* **AIM OF THE EXERCISE**
Copy out all the data, word for word.

--------------------------------------------------

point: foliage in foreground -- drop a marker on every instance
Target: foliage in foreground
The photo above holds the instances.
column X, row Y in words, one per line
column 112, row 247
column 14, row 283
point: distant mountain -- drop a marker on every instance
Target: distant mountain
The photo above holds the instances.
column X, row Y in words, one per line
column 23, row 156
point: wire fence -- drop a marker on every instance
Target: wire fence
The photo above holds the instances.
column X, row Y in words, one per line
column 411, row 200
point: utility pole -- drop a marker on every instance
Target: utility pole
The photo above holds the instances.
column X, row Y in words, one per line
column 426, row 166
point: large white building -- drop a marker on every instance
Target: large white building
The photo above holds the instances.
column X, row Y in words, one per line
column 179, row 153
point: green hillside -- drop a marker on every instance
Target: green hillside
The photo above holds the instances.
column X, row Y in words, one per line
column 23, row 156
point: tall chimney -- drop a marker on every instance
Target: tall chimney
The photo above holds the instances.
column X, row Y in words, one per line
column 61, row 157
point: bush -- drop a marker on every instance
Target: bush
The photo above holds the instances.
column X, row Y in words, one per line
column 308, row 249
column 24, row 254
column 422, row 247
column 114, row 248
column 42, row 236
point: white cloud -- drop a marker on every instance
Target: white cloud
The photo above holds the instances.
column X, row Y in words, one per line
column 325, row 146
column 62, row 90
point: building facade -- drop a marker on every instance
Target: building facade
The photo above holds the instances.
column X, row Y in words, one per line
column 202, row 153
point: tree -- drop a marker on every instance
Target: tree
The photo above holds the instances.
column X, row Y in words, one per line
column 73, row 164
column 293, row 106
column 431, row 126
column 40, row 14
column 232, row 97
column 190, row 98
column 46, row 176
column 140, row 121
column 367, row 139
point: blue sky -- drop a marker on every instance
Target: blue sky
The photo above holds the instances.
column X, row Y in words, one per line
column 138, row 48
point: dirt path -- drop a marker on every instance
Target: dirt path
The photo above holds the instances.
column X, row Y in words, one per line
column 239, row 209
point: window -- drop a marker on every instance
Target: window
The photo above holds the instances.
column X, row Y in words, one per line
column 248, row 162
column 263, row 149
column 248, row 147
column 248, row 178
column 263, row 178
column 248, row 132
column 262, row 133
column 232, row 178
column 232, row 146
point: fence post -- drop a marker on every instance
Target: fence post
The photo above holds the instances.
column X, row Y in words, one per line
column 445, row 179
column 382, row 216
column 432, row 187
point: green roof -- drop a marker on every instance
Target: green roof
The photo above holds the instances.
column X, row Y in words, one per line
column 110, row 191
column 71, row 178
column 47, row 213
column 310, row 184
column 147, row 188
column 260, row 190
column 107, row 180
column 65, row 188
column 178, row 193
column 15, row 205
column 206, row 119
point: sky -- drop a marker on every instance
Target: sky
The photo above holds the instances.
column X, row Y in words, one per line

--------------------------------------------------

* **RESULT FOR THIS TASK**
point: foliage in foreground -- drop a marker on every instance
Target: foliage in foreground
The photo above holds the instances.
column X, row Y in words, one per line
column 112, row 247
column 14, row 283
point: distant mountain -- drop a marker on every instance
Target: distant mountain
The photo above holds the instances.
column X, row Y in words, one per line
column 23, row 156
point: wire fence -- drop a marker on every instance
Target: wire fence
The photo above holds the instances.
column X, row Y in words, one per line
column 411, row 200
point: utility pole -- drop a marker on every instance
Target: utility pole
The photo above holds the instances.
column X, row Y in words, one per line
column 426, row 166
point: large white building -- drop a marker on every instance
Target: large white building
The photo above holds the instances.
column X, row Y in words, one per line
column 179, row 153
point: green hillside -- drop a marker on every instance
Target: green hillside
The photo above holds the instances.
column X, row Y in words, one per line
column 23, row 156
point: tall chimney -- drop a marker on every instance
Target: tall chimney
The photo above holds the instances.
column X, row Y in words, one per line
column 61, row 157
point: bush -- drop a marker on every instance
Target: bush
The photo above holds the instances.
column X, row Y in words, one per line
column 308, row 249
column 24, row 254
column 422, row 247
column 114, row 248
column 42, row 236
point: white cloud -- drop a marker on every instance
Target: white cloud
The photo above holds the instances.
column X, row Y in words, one per line
column 325, row 146
column 62, row 90
point: building facade -- drop a marker on every instance
Target: building facade
The photo above holds the instances.
column X, row Y in words, one per line
column 202, row 153
point: tree -- drop a marker on every instance
Target: tree
The photo above holds the instances.
column X, row Y in words, one per line
column 73, row 164
column 293, row 106
column 431, row 126
column 40, row 14
column 232, row 97
column 190, row 98
column 46, row 176
column 140, row 121
column 367, row 139
point: blue sky -- drop a marker on every instance
Target: blue sky
The photo above holds the instances.
column X, row Y in words, one per line
column 138, row 48
point: dirt path -- drop a marker on every instance
Target: dirt path
The photo above holds the instances.
column X, row Y in words, one per line
column 239, row 209
point: window -- drop a marker on every instance
Target: window
The photo above holds the instances.
column X, row Y in words, one per line
column 248, row 162
column 263, row 149
column 248, row 147
column 248, row 178
column 263, row 178
column 248, row 132
column 262, row 133
column 232, row 178
column 232, row 146
point: fence post -- drop a marker on every instance
Target: fence post
The photo above holds the instances.
column X, row Y in words, one per line
column 445, row 179
column 382, row 216
column 432, row 187
point: green roof -- drop a marker on every instance
Target: green roof
The photo above holds the instances.
column X, row Y in words, one per line
column 110, row 191
column 71, row 178
column 47, row 213
column 310, row 184
column 147, row 188
column 260, row 190
column 107, row 180
column 65, row 188
column 178, row 193
column 15, row 205
column 206, row 119
point: sky -- drop a marker on every instance
Target: sky
The photo above holds the instances.
column X, row Y in words, one per line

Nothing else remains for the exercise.